■ ENTRIES SHOWN ■
----------

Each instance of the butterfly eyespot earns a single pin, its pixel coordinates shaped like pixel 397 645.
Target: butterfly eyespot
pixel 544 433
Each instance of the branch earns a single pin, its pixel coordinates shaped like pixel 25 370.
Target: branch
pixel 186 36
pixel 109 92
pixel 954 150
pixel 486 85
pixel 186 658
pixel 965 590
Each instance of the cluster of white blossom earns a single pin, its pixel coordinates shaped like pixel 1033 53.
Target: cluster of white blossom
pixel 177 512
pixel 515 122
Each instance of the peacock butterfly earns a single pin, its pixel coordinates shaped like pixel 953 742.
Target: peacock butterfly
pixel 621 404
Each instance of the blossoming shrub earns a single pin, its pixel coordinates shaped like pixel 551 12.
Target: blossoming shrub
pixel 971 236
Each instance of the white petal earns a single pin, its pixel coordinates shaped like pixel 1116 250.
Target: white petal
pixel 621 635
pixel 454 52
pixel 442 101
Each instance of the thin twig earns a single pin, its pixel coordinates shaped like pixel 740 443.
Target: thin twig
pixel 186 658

----------

Lines above that contain the string "like" make up the answer.

Each instance of the butterfly eyespot earns a single pin, its pixel coordinates shaped like pixel 397 645.
Each instance of the branch earns a single pin, its pixel coordinates shaped like pixel 25 370.
Each instance of the cluster of white blossom earns a single pin, its pixel coordinates shaped like pixel 1033 53.
Each instance of the peacock butterfly earns a single pin, its pixel coordinates shaped like pixel 953 742.
Each instance of the blossoming shrub earns a single pin, its pixel coordinates shaped like pixel 551 12.
Each instance of the white petal earns a single pin, its pixel coordinates shaped like pixel 1116 250.
Each instance of the thin twig earns a single pin, its pixel coordinates shaped like pixel 740 443.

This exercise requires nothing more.